*** RECORDS TO PROCESS Section Begins ***
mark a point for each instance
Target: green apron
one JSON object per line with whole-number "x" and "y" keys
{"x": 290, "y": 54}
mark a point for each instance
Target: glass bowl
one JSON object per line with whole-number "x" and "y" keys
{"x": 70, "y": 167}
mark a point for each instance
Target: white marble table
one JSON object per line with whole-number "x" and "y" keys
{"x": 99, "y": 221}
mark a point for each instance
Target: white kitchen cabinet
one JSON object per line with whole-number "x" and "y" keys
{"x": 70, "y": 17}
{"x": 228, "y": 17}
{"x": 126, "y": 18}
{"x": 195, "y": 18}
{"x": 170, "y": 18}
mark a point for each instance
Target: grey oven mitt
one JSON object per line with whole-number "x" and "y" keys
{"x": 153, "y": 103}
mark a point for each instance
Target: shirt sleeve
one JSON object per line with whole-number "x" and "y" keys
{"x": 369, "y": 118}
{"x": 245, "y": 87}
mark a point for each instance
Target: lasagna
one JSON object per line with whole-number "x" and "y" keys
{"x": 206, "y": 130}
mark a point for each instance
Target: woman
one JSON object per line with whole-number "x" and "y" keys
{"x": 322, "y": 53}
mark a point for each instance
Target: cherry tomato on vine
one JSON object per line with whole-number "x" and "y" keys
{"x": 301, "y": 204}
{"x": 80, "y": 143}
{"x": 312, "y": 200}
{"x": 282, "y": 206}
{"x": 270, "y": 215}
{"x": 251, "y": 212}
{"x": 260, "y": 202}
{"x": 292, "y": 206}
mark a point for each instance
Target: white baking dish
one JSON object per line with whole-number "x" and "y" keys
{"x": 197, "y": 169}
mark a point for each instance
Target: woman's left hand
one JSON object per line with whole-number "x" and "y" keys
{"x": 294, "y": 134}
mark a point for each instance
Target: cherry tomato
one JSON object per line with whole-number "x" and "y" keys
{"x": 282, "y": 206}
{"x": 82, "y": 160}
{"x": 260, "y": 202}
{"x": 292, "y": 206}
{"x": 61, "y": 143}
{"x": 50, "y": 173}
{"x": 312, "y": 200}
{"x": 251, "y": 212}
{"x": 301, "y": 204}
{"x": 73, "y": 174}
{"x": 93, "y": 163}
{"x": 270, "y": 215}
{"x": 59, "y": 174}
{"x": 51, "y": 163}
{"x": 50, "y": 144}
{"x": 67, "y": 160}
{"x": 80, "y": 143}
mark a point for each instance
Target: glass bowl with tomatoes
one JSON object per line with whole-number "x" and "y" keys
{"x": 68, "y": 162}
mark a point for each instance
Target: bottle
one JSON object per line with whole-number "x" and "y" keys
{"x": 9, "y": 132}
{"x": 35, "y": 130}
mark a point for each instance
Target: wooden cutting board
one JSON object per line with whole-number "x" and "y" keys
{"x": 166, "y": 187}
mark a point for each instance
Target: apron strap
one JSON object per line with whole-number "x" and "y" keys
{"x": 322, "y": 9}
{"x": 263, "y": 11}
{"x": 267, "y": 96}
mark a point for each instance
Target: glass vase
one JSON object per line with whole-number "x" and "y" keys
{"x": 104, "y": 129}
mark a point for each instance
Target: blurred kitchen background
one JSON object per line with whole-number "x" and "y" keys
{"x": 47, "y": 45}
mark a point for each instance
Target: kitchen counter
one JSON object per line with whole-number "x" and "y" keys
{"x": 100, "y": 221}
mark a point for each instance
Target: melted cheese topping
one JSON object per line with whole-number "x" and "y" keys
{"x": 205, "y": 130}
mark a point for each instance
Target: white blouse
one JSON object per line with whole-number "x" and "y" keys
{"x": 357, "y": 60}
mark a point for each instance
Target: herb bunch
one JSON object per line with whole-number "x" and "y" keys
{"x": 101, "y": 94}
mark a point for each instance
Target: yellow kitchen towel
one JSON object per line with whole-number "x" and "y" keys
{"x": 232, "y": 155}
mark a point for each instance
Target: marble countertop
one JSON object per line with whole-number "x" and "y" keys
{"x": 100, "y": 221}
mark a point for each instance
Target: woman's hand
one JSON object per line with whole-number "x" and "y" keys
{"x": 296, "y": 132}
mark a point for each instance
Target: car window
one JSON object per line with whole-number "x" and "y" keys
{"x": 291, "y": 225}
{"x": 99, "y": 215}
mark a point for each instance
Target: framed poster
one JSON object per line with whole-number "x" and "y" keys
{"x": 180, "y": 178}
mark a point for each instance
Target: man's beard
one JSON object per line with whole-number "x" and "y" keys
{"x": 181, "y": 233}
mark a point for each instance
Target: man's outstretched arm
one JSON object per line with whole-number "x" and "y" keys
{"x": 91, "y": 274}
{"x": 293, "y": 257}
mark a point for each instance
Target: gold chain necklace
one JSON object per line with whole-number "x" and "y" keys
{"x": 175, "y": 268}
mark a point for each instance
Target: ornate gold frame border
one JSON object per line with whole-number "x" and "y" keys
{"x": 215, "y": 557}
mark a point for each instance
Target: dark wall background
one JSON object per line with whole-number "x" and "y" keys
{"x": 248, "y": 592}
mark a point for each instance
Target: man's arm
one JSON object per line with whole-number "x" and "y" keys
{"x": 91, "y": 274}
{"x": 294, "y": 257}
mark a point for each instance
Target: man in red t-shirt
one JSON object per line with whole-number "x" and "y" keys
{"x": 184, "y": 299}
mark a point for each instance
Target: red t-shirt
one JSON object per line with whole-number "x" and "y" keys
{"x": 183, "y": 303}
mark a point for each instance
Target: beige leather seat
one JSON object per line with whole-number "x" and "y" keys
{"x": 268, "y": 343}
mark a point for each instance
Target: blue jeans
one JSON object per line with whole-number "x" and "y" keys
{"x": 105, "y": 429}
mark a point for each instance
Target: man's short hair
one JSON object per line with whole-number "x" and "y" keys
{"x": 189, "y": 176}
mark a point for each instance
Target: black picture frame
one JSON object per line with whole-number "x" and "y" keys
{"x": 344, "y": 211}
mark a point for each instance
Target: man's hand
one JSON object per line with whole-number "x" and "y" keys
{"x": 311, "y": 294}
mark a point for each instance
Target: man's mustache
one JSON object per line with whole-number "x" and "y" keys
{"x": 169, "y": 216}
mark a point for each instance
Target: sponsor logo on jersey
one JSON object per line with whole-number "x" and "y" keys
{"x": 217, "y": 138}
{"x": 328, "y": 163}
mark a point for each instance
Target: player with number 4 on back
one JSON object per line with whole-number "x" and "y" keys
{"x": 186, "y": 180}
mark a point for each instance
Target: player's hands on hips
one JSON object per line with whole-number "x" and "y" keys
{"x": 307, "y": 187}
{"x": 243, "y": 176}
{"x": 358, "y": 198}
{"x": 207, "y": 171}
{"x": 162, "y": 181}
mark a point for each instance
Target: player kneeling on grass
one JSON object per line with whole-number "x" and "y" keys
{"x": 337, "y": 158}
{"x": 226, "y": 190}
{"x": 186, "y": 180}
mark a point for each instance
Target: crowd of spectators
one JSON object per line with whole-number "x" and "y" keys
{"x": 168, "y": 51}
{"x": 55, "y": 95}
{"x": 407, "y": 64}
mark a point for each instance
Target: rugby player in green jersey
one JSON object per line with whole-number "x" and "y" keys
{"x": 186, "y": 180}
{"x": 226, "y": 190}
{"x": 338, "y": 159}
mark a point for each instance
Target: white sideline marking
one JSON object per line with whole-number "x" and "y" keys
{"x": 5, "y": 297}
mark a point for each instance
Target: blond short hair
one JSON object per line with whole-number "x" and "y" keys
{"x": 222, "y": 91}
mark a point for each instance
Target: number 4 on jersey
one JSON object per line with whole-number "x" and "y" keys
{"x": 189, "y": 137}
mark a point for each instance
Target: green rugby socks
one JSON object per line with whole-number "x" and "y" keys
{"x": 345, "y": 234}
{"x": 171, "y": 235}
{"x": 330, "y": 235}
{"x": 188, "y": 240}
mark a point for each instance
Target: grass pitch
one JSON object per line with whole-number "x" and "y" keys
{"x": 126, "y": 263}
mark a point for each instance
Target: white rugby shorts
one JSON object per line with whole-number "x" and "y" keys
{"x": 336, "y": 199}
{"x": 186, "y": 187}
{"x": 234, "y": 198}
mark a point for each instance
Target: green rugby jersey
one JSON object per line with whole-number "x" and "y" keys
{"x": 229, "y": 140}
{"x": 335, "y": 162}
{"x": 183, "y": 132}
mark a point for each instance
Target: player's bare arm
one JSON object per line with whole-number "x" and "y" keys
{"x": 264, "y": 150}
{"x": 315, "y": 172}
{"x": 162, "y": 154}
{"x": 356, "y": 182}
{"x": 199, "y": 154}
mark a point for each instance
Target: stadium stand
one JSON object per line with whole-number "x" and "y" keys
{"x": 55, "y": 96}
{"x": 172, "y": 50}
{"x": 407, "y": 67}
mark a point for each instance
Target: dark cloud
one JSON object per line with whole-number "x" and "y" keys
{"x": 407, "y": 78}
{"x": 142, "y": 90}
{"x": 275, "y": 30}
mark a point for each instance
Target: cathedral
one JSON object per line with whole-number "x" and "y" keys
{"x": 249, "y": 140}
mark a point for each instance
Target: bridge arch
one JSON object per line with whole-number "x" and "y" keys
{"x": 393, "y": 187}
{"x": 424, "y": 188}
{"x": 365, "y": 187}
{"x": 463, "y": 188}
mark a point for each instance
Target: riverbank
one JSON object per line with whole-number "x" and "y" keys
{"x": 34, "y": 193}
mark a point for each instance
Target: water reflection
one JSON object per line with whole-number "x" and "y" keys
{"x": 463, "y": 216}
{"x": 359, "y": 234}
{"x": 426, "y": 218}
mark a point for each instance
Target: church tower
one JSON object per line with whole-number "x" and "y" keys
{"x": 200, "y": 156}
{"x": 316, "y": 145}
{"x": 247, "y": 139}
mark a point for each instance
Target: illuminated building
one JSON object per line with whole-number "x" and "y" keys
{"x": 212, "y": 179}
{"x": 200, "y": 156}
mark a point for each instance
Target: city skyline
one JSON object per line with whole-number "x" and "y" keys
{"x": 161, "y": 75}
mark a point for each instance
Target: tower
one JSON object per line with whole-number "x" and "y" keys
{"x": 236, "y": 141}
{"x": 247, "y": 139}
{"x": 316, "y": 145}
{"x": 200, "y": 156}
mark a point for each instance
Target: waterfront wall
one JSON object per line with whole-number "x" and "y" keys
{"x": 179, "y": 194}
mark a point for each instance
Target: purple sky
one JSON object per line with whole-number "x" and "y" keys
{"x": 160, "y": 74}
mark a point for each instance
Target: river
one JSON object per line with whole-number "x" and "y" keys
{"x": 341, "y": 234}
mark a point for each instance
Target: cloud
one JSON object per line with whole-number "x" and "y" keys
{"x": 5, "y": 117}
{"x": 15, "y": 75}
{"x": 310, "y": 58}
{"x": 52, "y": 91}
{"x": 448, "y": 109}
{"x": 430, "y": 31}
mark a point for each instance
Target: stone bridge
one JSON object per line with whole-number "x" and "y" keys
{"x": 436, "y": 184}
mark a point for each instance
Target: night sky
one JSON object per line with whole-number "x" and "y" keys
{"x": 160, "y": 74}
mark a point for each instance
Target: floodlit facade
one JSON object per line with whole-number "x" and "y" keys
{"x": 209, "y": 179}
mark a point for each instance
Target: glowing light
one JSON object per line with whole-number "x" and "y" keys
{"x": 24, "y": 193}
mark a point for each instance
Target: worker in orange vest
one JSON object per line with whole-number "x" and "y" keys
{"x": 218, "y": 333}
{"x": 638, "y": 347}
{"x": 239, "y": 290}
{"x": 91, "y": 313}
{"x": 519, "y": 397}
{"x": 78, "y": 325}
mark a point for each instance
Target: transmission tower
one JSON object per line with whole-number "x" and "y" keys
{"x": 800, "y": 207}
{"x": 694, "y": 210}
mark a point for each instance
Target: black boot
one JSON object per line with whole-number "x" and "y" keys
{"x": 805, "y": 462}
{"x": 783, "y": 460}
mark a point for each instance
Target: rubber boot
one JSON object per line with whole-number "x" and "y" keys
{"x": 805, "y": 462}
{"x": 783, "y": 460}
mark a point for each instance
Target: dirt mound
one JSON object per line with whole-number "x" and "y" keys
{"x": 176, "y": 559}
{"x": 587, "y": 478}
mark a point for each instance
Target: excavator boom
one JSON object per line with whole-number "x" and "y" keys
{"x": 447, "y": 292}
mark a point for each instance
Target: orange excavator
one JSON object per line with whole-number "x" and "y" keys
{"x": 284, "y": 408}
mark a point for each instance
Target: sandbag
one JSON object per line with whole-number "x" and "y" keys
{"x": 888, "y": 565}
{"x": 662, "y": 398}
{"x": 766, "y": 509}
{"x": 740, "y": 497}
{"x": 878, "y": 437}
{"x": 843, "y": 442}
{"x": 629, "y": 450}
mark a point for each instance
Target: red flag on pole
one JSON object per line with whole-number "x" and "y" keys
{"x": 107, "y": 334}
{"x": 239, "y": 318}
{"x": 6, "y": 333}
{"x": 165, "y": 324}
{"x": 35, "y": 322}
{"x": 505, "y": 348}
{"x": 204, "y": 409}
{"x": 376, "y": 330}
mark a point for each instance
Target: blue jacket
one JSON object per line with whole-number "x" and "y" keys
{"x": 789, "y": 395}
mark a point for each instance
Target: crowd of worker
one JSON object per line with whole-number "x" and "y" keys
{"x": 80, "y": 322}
*** RECORDS TO PROCESS Section Ends ***
DIRECTIONS
Give again, word for word, the records from their first line to the one with "Target: white marble table", and leave out all else.

RESULT OF THIS EXERCISE
mark a point for each instance
Target: green apron
one JSON object per line with whole-number "x" and "y" keys
{"x": 290, "y": 54}
mark a point for each instance
Target: glass bowl
one JSON object per line with whole-number "x" and "y" keys
{"x": 70, "y": 167}
mark a point for each instance
Target: white marble table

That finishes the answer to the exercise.